═══ RECORDS FOR THE EXERCISE
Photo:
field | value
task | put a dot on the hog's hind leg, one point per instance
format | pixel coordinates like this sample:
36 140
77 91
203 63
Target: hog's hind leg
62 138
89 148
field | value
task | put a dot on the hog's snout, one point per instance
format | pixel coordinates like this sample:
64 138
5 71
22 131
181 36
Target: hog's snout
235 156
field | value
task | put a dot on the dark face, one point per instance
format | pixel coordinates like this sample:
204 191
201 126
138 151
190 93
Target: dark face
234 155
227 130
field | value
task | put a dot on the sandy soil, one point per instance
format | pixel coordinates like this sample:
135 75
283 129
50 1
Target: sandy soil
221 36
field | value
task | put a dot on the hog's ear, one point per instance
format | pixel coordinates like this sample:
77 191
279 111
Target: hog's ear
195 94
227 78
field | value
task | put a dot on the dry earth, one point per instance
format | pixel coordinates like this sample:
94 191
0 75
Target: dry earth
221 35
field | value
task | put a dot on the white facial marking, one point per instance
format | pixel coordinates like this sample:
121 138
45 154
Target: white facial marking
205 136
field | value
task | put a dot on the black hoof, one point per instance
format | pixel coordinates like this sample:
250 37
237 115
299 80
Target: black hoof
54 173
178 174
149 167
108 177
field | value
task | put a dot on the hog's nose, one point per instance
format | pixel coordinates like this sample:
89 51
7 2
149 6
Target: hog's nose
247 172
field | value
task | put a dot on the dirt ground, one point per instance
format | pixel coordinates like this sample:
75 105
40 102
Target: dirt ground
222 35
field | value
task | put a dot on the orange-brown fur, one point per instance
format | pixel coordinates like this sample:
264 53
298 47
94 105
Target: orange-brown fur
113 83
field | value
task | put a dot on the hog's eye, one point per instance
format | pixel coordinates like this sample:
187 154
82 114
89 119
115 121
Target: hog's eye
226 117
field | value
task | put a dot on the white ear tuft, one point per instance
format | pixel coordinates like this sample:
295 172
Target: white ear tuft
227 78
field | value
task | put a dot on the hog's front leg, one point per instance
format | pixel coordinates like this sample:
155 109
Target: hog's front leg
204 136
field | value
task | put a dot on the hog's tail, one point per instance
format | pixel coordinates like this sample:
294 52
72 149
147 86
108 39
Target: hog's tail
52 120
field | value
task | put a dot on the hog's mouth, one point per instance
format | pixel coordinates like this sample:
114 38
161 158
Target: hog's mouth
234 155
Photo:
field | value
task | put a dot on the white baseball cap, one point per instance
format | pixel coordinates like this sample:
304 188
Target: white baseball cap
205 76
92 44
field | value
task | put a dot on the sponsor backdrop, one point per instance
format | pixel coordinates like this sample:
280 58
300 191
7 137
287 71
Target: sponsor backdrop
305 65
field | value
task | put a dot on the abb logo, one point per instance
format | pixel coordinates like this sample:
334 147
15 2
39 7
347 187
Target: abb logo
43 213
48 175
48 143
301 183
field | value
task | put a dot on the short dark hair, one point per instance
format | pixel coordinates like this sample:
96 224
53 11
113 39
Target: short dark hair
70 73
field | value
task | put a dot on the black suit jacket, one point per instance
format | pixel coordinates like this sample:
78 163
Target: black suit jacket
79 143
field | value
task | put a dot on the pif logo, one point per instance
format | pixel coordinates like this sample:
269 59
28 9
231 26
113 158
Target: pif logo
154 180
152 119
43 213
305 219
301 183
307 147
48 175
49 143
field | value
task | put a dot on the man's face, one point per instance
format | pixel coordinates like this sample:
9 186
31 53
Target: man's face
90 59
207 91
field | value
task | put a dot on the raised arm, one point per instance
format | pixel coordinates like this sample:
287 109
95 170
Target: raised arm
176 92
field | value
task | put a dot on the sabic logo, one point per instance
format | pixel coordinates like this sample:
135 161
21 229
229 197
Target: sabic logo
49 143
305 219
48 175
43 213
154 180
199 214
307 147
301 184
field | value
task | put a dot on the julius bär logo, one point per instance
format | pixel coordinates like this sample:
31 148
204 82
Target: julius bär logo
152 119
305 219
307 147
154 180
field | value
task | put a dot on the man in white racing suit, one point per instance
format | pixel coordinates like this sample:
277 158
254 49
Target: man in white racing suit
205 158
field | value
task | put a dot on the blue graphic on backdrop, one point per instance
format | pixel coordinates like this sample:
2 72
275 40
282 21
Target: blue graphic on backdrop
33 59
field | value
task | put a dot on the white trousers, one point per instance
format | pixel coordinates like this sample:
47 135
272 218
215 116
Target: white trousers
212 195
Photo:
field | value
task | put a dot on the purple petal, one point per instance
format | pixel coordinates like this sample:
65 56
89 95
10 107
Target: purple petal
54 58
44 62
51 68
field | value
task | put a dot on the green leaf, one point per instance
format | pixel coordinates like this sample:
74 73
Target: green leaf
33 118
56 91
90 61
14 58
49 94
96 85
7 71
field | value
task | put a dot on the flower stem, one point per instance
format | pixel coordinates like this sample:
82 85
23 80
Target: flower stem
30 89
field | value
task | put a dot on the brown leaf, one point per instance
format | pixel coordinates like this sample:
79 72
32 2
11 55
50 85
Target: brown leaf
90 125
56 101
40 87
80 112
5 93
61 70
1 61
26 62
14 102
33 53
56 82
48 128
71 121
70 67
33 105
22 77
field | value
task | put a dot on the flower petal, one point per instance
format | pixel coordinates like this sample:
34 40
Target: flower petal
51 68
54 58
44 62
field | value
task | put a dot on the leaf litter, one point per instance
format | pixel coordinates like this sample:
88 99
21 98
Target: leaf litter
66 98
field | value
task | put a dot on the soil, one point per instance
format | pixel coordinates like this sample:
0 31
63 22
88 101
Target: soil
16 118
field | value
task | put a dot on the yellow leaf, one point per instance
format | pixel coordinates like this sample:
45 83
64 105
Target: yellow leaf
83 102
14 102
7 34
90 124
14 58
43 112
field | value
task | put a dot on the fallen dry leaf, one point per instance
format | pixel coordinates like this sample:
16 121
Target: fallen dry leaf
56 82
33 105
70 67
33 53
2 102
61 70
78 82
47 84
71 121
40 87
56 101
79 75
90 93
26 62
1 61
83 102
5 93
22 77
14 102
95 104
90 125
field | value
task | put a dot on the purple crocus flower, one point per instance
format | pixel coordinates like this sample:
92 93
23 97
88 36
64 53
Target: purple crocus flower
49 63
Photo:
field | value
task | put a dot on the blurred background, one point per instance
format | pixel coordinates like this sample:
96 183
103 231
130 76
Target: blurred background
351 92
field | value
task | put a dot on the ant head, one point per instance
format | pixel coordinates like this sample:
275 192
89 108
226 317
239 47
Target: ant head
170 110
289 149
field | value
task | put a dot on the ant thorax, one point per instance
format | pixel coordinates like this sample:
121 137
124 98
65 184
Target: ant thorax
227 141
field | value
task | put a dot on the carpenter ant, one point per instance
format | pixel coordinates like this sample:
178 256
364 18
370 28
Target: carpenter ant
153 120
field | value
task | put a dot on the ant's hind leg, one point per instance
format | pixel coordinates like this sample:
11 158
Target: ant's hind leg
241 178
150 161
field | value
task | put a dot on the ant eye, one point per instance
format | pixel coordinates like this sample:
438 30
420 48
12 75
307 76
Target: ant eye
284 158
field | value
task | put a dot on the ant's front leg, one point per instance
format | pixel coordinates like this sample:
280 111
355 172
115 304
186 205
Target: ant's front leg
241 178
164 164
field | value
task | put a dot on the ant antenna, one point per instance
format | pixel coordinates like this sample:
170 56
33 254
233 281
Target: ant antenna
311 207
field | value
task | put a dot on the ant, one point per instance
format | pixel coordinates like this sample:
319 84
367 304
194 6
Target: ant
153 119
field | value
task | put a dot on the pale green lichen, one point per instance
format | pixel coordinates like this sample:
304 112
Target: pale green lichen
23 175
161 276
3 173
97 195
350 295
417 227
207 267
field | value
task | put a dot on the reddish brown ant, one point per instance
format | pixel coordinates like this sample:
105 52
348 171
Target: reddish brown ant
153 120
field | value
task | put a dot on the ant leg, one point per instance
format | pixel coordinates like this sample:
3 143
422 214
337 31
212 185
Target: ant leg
══════
▶ _REQUEST_: Select every line in the rows above that contains the string "baseball", and copy each one. Case counts.

▶ _COMPLETED EXERCISE_:
task | put a dot on the white baseball cap, one point per instance
Target: white baseball cap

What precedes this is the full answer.